▸ WHAT YOU WILL DO: Please report every line of the data below that contains the string "slope", copying each such line in full.

# START OF DATA ROWS

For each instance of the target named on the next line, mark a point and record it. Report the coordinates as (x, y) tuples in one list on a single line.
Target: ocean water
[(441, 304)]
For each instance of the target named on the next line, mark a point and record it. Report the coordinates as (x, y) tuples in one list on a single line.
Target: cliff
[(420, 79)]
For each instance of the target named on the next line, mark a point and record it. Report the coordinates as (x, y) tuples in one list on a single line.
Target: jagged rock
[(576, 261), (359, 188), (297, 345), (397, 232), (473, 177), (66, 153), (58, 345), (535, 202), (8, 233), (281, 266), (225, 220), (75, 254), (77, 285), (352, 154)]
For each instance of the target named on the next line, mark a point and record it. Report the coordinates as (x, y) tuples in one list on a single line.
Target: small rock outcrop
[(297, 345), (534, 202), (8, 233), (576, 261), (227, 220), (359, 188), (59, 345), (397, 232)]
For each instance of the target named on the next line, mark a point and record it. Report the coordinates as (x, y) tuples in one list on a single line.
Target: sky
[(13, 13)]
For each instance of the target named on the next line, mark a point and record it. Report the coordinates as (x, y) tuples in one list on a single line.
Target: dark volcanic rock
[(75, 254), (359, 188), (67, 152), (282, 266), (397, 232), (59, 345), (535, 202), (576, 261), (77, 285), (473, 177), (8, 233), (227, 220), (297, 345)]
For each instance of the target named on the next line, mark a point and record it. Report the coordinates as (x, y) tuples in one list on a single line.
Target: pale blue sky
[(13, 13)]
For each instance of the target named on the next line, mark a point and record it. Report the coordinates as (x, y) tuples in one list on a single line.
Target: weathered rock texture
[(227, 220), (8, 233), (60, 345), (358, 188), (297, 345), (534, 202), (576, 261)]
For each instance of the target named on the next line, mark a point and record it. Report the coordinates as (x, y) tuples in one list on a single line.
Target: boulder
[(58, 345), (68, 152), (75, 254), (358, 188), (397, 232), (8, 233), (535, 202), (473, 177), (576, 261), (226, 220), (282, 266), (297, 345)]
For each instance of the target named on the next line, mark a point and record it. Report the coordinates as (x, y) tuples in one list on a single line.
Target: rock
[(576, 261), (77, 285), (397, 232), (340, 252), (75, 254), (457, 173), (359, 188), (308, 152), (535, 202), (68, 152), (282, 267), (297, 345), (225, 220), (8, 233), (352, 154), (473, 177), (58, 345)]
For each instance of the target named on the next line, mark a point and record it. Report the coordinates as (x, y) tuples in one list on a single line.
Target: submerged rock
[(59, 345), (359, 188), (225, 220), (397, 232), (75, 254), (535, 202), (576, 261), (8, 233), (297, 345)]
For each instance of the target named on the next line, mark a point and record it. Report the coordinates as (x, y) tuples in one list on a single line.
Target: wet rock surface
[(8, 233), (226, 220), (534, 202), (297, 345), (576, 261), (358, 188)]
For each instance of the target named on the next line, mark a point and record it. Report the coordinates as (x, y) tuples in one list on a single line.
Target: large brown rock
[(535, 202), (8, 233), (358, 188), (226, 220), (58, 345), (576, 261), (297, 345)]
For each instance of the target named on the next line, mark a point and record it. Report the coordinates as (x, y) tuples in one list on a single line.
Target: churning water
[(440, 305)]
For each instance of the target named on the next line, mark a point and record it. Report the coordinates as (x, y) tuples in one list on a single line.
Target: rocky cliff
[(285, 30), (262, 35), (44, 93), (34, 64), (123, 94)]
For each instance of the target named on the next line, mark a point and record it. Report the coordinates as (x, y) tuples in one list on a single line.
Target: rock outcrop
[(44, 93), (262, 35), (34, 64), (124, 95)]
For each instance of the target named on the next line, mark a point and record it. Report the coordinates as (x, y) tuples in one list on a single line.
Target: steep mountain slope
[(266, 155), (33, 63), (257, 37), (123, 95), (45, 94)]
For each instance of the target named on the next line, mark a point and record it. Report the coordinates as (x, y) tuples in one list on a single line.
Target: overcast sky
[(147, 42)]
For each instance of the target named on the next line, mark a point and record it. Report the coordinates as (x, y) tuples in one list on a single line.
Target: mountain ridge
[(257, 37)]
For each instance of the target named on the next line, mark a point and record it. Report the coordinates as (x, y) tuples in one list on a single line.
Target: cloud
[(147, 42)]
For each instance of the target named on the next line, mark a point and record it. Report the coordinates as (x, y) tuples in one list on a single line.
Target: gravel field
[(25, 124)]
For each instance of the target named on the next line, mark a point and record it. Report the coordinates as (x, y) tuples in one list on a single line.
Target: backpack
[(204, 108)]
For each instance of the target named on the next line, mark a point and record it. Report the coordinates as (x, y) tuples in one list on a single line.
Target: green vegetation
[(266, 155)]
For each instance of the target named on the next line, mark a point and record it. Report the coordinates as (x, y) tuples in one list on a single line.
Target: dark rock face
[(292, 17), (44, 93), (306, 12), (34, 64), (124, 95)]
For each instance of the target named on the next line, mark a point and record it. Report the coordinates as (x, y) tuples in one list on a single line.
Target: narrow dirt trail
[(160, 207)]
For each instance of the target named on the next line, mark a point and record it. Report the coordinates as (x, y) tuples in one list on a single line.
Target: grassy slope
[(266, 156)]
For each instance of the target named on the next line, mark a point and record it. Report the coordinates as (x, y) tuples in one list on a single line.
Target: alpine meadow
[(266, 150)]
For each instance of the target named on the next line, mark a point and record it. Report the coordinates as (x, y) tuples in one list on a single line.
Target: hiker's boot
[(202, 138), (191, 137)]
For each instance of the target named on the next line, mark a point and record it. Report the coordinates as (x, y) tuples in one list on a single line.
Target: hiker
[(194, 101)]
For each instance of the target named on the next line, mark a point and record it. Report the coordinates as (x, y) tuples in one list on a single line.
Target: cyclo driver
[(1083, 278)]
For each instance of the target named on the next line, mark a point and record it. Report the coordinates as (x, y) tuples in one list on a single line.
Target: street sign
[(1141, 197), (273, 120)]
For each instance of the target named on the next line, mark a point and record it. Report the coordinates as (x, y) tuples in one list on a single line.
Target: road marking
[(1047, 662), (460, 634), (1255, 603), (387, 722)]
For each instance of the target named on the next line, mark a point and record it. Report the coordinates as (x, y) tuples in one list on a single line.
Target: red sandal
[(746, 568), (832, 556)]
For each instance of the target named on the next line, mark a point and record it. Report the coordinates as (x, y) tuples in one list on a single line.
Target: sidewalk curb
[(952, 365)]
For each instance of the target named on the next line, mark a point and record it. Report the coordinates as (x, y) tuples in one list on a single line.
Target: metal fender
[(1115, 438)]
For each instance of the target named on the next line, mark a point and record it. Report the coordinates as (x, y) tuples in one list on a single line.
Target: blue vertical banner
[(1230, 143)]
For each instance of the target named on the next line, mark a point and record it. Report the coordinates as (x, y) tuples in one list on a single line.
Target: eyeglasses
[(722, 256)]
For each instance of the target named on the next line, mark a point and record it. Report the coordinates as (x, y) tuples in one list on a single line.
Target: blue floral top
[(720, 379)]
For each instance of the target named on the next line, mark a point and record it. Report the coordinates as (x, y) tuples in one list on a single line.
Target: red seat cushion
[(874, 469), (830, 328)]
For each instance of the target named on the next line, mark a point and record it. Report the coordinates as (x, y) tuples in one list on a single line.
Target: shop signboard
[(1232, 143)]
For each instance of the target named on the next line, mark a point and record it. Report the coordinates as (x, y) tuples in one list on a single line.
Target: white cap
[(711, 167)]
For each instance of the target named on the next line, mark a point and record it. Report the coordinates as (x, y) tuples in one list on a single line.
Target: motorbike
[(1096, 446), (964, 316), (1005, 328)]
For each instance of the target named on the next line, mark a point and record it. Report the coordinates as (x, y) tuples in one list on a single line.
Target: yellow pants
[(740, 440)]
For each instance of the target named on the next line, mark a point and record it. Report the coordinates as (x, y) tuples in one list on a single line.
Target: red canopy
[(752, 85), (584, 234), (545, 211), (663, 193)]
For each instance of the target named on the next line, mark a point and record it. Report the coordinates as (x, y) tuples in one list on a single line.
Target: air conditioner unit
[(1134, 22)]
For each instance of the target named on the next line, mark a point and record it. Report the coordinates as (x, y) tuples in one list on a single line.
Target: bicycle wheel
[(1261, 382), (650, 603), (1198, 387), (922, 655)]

# END OF DATA ROWS

▸ SOLUTION TO THIS TASK:
Target: steep mountain slope
Target: grassy slope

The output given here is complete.